EXCERPT TO READ ▸

########

Demonstrate that monopulse processing can be applied after Doppler processing
(FFT along slow time). The workflow:

  1. Define a two-element array and compute steering vectors for the target angle.
  2. Generate a separate RDM for each array element (same noise seed so the
     noise realization is identical — only the signal phase differs).
  3. Apply monopulse at the peak cell of the RDMs to estimate the target angle.

This validates that the inter-element phase relationship is preserved through
matched filtering and Doppler processing.
"""

import matplotlib.pyplot as plt
import numpy as np
import rad_lab.uniform_linear_arrays as ula
import rad_lab.rdm as rdm
import rad_lab.monopulse as mp
from rad_lab.pulse_doppler_radar import Radar
from rad_lab.waveform import uncoded_waveform, barker_coded_waveform, lfm_waveform
from rad_lab.returns import Target, Return


bw = 10e6  # waveform bandwidth [Hz]

# -- Define the radar --
radar = Radar(
    fcar=10e9,
    tx_power=1e3,
    tx_gain=10 ** (30 / 10),
    rx_gain=10 ** (30 / 10),
    op_temp=290,
    sample_rate=2 * bw,
    noise_factor=10 ** (8 / 10),
    total_losses=10 ** (8 / 10),
    prf=50e3,
    dwell_time=2e-3,
)

# -- Choose a waveform (last one wins — try uncommenting others) --
waveform = uncoded_waveform(bw)  # high 1
waveform = barker_coded_waveform(bw, nchips=13)  # high 1
waveform = lfm_waveform(bw, T=10 / 40e6, chirp_up_down=1)  # high 2

# -- Two-element array and target --
tgt_angle = 5  # true target angle [deg]
dx = 1 / 2  # element separation [wavelengths]
array_pos = np.array([-dx / 2, dx / 2])
steer_vec = ula.steering_vector(array_pos, tgt_angle)

# -- Generate one RDM per array element --
# Each element sees the same target but with a different phase (steering vector).
dc_list = []
for sv in steer_vec:
    rseed = np.random.randint(1000)
    return_list = [Return(target=Target(range=2.4e3, range_rate=0.2e3, rcs=10, sv=sv))]
    rdot_axis, r_axis, datacube = rdm.gen(
        radar, waveform, return_list, debug=False, plot=False, seed=rseed
    )
    dc_list.append(datacube)

# -- Display each element's RDM --
for i in range(len(steer_vec)):
    rdm.plot_rdm(rdot_axis, r_axis, dc_list[i], f"{i=}", cbar_min=-100, volt_to_dbm=True)

# -- Apply monopulse at the peak RDM cell to estimate angle --
f_measured_theta = mp.monopulse_angle_at_peak_deg(dc_list[0], dc_list[1], dx)
f_measured_error = abs(f_measured_theta - tgt_angle)

print(f"{f_measured_theta=} degrees")
print(f"{f_measured_error=} degrees")

plt.show()

########

RECORD SET ▸
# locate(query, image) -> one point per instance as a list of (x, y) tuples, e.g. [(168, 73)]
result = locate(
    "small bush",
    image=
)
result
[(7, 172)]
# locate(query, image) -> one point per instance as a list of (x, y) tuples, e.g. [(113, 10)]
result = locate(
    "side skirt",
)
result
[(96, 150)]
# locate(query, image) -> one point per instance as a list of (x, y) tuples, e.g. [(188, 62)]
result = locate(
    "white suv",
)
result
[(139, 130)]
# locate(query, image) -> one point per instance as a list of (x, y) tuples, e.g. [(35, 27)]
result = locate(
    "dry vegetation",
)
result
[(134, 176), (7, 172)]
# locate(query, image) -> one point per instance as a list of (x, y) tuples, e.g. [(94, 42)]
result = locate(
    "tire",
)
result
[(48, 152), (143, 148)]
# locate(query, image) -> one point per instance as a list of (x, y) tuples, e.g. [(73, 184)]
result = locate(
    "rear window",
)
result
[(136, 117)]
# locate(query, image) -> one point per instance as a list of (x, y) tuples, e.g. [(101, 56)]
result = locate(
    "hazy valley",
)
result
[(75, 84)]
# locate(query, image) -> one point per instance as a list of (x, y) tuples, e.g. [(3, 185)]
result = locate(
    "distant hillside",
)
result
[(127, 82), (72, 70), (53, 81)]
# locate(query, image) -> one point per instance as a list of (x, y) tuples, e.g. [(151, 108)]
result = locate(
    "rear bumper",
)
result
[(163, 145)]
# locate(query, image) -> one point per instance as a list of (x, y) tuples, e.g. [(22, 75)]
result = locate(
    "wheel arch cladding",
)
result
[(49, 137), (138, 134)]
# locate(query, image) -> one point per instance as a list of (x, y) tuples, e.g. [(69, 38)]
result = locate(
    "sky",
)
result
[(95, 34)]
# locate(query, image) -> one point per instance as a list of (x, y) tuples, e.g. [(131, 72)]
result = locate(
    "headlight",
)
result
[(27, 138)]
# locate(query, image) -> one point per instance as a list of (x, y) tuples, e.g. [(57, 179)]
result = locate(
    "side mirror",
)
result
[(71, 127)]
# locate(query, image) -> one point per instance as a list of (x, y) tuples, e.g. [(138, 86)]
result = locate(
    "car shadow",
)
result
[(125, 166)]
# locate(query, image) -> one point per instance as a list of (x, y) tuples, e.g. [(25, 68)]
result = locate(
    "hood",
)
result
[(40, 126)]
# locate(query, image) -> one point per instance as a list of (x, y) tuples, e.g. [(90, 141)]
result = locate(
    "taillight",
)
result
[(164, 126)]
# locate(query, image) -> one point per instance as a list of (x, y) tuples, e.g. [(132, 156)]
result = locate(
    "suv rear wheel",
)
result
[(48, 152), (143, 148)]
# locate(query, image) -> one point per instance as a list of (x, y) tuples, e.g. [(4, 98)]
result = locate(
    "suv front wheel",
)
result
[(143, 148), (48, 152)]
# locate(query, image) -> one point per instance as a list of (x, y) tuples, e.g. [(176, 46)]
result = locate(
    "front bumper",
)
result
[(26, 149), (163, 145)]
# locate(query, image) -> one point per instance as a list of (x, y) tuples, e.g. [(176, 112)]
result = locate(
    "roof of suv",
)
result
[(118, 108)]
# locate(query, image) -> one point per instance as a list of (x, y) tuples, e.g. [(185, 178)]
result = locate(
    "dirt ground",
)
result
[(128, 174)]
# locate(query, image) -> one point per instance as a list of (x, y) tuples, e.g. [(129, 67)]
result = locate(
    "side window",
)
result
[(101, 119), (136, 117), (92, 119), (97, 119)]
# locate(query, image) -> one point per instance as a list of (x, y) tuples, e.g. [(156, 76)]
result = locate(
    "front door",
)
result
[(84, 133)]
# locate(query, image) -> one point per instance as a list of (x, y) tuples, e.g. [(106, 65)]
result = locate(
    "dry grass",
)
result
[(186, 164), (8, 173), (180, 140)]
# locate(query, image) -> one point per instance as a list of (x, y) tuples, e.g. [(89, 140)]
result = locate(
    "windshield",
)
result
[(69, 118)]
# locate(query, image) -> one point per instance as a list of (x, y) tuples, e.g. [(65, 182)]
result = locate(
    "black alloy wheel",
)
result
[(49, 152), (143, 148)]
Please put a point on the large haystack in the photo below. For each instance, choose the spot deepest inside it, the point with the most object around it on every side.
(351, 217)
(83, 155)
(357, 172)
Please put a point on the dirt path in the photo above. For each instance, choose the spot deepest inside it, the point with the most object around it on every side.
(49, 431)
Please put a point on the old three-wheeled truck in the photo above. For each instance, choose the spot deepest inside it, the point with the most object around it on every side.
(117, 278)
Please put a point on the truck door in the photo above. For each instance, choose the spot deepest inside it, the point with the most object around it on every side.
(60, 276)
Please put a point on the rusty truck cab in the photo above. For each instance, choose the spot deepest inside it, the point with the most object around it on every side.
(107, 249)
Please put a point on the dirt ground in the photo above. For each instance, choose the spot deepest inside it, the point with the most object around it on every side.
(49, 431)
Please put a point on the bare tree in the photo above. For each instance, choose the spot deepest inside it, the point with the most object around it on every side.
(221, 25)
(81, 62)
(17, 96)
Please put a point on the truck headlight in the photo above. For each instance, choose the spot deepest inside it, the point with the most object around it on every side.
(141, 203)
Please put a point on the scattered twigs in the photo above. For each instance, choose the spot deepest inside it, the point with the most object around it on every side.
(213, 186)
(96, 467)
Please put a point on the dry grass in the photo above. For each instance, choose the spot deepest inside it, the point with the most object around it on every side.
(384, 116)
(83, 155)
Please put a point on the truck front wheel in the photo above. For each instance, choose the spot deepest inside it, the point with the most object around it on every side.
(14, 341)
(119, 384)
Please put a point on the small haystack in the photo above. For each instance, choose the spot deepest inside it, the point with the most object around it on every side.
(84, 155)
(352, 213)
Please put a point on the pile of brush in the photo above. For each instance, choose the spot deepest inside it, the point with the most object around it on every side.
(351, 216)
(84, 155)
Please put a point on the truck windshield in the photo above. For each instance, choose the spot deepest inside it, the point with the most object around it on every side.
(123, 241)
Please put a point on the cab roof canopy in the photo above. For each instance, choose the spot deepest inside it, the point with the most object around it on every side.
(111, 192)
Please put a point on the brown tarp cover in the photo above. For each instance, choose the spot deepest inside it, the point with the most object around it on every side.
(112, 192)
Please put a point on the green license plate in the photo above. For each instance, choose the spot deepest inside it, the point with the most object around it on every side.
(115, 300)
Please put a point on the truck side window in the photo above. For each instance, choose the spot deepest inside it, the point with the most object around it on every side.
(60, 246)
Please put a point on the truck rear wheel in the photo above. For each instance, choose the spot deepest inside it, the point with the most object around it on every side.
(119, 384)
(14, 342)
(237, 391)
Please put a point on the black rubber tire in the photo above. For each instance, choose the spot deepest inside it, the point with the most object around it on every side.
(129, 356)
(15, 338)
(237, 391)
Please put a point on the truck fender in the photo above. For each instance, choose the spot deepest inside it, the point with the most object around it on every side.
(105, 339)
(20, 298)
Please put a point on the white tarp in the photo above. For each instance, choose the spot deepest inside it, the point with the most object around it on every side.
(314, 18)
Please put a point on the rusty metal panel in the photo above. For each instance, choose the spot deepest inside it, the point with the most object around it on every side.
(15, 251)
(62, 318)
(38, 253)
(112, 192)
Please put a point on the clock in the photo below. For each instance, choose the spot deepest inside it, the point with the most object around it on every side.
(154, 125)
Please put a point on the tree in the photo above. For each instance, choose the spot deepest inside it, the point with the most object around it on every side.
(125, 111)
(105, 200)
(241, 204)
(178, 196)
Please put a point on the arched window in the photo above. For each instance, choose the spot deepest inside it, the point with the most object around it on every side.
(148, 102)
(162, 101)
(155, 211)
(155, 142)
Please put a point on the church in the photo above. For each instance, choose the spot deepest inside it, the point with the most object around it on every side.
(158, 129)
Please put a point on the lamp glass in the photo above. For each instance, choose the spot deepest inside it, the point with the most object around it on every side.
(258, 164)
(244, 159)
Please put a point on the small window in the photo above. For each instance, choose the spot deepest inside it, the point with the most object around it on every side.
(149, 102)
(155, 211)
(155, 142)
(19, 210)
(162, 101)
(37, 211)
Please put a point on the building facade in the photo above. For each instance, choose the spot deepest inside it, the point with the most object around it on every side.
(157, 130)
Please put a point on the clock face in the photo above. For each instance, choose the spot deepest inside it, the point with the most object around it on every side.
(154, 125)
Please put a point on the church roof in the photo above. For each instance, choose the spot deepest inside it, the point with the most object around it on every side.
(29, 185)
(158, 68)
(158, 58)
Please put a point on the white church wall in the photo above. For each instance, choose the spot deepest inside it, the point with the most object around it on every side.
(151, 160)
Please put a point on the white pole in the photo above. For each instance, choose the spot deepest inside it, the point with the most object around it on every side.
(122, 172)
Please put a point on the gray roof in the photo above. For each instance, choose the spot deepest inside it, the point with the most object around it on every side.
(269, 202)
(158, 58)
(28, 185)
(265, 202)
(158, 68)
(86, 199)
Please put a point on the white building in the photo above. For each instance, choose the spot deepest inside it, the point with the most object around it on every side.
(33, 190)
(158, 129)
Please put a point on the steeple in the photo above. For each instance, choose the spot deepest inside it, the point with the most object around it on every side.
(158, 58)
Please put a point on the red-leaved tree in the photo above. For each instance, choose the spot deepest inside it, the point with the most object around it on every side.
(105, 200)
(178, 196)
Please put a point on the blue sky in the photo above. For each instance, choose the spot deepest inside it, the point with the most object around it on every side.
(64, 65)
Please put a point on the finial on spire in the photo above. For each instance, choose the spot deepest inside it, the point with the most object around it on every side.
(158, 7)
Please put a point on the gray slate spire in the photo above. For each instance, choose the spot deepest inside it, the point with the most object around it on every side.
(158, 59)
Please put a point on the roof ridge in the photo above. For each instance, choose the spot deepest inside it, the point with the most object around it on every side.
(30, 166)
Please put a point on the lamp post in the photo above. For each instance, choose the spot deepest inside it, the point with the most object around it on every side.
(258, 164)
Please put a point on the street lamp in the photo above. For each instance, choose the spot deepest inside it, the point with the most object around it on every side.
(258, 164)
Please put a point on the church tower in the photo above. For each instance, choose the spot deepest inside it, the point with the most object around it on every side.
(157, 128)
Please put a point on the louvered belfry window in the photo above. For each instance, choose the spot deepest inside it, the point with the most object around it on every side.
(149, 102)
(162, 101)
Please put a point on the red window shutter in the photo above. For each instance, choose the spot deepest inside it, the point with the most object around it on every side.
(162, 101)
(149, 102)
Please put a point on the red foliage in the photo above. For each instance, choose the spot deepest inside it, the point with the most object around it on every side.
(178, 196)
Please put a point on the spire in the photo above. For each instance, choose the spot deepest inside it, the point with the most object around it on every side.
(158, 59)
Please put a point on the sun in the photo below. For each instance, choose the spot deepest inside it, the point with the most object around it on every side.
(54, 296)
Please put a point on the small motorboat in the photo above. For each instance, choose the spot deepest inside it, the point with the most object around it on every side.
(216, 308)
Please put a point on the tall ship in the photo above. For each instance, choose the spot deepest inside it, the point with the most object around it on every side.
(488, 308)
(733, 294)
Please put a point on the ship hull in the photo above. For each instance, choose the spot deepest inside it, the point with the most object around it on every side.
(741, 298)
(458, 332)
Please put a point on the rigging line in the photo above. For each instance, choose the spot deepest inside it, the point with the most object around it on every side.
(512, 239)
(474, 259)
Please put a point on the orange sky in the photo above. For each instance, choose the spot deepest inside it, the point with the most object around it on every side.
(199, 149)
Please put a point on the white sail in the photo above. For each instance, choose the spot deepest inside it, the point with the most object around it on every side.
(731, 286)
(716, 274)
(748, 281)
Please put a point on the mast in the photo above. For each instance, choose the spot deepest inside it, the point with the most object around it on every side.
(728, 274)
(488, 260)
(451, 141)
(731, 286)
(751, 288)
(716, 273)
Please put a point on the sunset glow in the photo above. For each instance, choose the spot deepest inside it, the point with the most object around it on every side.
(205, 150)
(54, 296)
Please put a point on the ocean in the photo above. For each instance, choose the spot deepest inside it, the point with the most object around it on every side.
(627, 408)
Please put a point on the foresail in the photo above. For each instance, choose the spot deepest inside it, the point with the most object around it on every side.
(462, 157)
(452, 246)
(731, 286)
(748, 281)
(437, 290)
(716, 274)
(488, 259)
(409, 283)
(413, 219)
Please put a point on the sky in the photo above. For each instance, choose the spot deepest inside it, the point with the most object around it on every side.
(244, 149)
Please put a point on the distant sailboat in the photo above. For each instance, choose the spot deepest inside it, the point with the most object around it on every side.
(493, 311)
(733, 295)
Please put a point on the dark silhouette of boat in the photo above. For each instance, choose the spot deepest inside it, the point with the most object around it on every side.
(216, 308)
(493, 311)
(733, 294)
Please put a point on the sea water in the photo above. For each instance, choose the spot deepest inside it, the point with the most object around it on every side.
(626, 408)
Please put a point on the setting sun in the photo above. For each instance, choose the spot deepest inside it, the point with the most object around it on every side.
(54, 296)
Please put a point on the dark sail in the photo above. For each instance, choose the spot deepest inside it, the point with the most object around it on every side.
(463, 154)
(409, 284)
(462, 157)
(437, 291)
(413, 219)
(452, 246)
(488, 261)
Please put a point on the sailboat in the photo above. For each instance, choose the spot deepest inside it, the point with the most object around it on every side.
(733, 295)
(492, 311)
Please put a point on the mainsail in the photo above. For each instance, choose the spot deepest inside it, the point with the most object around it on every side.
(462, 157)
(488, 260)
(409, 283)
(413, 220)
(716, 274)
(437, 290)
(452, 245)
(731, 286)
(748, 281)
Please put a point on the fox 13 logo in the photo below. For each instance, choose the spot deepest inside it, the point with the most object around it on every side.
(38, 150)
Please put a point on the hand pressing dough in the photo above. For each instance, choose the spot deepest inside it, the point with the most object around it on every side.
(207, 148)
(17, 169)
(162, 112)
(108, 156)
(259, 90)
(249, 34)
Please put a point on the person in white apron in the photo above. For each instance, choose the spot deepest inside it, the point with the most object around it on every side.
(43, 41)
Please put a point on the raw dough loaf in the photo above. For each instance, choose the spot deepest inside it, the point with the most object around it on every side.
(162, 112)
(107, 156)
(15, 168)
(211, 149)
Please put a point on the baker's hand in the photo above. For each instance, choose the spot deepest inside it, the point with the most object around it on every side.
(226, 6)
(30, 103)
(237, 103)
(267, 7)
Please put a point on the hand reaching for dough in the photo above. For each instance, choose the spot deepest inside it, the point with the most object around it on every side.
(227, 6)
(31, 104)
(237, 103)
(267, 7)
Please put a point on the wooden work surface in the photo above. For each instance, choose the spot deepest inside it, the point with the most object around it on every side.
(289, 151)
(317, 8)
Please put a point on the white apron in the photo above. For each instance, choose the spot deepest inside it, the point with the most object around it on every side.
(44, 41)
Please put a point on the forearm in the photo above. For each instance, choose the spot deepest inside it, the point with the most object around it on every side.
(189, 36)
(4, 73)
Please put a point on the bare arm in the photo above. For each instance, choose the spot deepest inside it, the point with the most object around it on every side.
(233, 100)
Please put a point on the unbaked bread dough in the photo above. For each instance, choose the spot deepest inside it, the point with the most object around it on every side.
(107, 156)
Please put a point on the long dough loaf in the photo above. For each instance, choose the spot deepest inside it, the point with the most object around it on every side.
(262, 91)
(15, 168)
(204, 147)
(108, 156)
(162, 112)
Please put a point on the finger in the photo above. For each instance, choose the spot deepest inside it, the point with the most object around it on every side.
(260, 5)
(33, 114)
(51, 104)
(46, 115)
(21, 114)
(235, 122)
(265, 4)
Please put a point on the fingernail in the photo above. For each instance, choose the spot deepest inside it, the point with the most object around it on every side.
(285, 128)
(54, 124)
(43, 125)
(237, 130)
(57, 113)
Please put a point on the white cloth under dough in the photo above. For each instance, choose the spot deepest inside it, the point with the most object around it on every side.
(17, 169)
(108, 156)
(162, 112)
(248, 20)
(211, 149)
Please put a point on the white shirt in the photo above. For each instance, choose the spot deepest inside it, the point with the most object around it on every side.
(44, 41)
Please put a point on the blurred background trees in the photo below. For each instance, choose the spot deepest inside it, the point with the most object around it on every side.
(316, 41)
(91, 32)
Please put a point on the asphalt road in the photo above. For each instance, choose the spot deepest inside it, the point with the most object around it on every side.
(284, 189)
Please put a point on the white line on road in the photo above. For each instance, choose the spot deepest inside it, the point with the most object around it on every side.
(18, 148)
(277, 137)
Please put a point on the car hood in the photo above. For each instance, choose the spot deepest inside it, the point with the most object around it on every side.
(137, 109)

########

Rewrite the monopulse script from "steer_vec = ula.steering_vector(array_pos, tgt_angle)" to "rseed = np.random.randint(1000)", renaming "rseed" to "noise_seed" everywhere in that span.

steer_vec = ula.steering_vector(array_pos, tgt_angle)

# -- Generate one RDM per array element --
# Each element sees the same target but with a different phase (steering vector).
dc_list = []
for sv in steer_vec:
    noise_seed = np.random.randint(1000)